╭─ Given entries
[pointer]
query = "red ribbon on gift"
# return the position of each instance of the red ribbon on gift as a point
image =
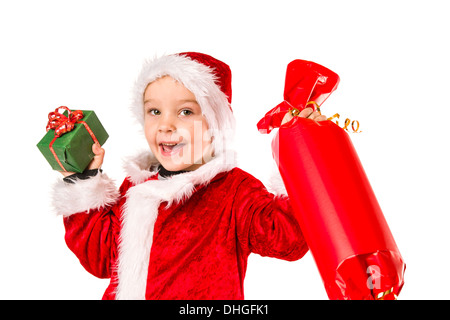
(62, 124)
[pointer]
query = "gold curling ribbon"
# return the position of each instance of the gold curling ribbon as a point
(381, 295)
(354, 124)
(347, 123)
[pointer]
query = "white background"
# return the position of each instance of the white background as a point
(393, 61)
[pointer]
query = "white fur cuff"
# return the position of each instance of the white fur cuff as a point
(275, 183)
(84, 195)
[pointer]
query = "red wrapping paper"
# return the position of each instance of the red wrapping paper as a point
(332, 198)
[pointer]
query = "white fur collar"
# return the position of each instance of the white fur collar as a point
(141, 210)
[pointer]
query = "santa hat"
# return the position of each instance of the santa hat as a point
(207, 78)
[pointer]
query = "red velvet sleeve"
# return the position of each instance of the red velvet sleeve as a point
(266, 223)
(92, 237)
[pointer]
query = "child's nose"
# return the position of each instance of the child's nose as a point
(167, 124)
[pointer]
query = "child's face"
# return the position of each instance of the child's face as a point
(175, 128)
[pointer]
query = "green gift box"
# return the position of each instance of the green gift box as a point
(74, 148)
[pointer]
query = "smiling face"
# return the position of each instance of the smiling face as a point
(175, 128)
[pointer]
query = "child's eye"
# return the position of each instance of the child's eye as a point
(186, 112)
(154, 112)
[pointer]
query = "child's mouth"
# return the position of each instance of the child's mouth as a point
(169, 149)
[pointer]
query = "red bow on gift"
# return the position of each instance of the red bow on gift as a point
(61, 123)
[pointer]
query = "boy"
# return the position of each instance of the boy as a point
(186, 218)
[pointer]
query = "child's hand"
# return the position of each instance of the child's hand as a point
(305, 113)
(96, 163)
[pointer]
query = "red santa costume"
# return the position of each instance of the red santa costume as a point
(187, 236)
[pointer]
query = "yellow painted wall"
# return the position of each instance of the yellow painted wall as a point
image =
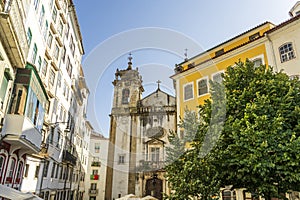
╰─
- [Stated task]: Please pull out every line in the entries above that contains the word "face", copying each such line in full.

- [Answer for the task]:
query = "child's face"
# return the position of each instance of the child's face as a point
query = "smiling face"
# return the position of each instance of the smiling face as a point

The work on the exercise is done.